__Things to do__
(1) From the CCPM excerpt, copy word for word the part that opens with the words containing "Moreover, based on" and closes with "home renovation projects.".
(2) In the CCPM excerpt, which two independent variables were found to have a significant positive impact on the effectiveness of CCPM?

__Text excerpt__
Moreover, based on the results of the multiple regression analysis, it was found that the two independent variables, namely; feeding buffers and resource buffers, have a significant and positive impact on the effectiveness of CCPM. The two hypotheses H1: The feeding buffer can have a significant positive impact on the effectiveness of CCPM, and H2:
The resource buffer can have a significant positive impact on the effectiveness of CCPM, which were developed in this study tested based on the results of regression analysis. Based on the results, the feeding buffers and resource buffers were found to have a significant positive impact on the effectiveness of CCPM. Therefore, the two hypotheses H1 and H2 were accepted. It means that if feeding buffers and resource buffers are used in CCPM, it is possible to improve the effectiveness of CCPM in Canadian home renovation projects.
Furthermore, the frequency distribution analysis results were also conducted, and the findings based on the opinion of the majority of the responding renovation project managers are summarized as follows. It was found that the majority of the responding renovation project managers were males, and therefore, the results may be subjected to gender biases.

__Material shown__
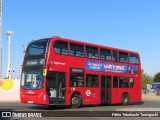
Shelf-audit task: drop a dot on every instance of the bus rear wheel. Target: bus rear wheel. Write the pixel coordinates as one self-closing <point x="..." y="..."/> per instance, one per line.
<point x="76" y="101"/>
<point x="125" y="99"/>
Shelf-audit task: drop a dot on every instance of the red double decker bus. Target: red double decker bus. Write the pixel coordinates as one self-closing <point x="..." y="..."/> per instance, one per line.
<point x="60" y="71"/>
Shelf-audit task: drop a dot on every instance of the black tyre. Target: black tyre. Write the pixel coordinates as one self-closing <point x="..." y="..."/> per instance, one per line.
<point x="125" y="99"/>
<point x="76" y="101"/>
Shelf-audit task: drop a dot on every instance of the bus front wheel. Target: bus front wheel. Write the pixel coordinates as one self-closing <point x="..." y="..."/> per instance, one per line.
<point x="125" y="99"/>
<point x="76" y="101"/>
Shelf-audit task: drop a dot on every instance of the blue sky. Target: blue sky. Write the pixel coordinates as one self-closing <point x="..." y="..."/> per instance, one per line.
<point x="127" y="24"/>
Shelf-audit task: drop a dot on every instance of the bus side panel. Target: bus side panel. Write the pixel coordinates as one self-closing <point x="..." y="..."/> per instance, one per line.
<point x="115" y="96"/>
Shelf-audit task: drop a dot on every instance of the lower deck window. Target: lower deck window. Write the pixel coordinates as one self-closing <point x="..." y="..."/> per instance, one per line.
<point x="92" y="80"/>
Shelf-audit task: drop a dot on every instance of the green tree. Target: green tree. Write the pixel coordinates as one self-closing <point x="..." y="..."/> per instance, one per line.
<point x="157" y="77"/>
<point x="146" y="79"/>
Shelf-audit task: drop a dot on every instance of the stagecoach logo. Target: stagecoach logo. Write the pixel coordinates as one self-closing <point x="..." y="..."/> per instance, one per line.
<point x="88" y="92"/>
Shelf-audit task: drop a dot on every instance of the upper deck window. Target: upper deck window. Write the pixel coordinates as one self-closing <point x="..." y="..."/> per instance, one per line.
<point x="76" y="50"/>
<point x="61" y="47"/>
<point x="123" y="57"/>
<point x="37" y="48"/>
<point x="92" y="52"/>
<point x="134" y="59"/>
<point x="105" y="54"/>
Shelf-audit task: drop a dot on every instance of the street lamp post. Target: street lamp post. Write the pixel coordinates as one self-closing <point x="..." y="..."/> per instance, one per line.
<point x="9" y="70"/>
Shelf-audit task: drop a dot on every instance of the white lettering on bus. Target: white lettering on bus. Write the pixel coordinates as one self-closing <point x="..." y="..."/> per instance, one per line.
<point x="58" y="63"/>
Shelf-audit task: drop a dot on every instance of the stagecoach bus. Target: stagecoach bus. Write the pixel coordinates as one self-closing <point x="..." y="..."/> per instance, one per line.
<point x="60" y="71"/>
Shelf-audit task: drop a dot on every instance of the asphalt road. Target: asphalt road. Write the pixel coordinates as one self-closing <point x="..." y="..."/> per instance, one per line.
<point x="88" y="111"/>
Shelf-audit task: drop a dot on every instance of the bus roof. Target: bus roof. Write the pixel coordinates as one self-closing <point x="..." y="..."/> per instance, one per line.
<point x="91" y="44"/>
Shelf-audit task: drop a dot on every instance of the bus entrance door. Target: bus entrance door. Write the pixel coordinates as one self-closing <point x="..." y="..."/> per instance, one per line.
<point x="56" y="87"/>
<point x="105" y="89"/>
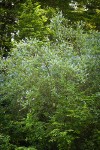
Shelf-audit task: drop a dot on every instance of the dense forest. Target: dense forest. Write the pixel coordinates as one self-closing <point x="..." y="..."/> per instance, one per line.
<point x="50" y="75"/>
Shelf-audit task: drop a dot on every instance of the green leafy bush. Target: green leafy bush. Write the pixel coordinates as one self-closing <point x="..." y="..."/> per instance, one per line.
<point x="52" y="88"/>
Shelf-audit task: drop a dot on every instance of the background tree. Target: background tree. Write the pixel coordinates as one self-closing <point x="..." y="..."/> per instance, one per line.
<point x="50" y="91"/>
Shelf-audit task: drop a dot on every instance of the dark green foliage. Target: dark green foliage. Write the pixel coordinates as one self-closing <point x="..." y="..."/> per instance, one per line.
<point x="50" y="91"/>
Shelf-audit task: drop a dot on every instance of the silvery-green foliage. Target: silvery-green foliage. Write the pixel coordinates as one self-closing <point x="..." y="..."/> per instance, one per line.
<point x="54" y="85"/>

__Answers for this exercise__
(1)
Moreover, based on the results of the multiple regression analysis, it was found that the two independent variables, namely; feeding buffers and resource buffers, have a significant and positive impact on the effectiveness of CCPM. The two hypotheses H1: The feeding buffer can have a significant positive impact on the effectiveness of CCPM, and H2:
The resource buffer can have a significant positive impact on the effectiveness of CCPM, which were developed in this study tested based on the results of regression analysis. Based on the results, the feeding buffers and resource buffers were found to have a significant positive impact on the effectiveness of CCPM. Therefore, the two hypotheses H1 and H2 were accepted. It means that if feeding buffers and resource buffers are used in CCPM, it is possible to improve the effectiveness of CCPM in Canadian home renovation projects.

(2) Feeding buffers and resource buffers.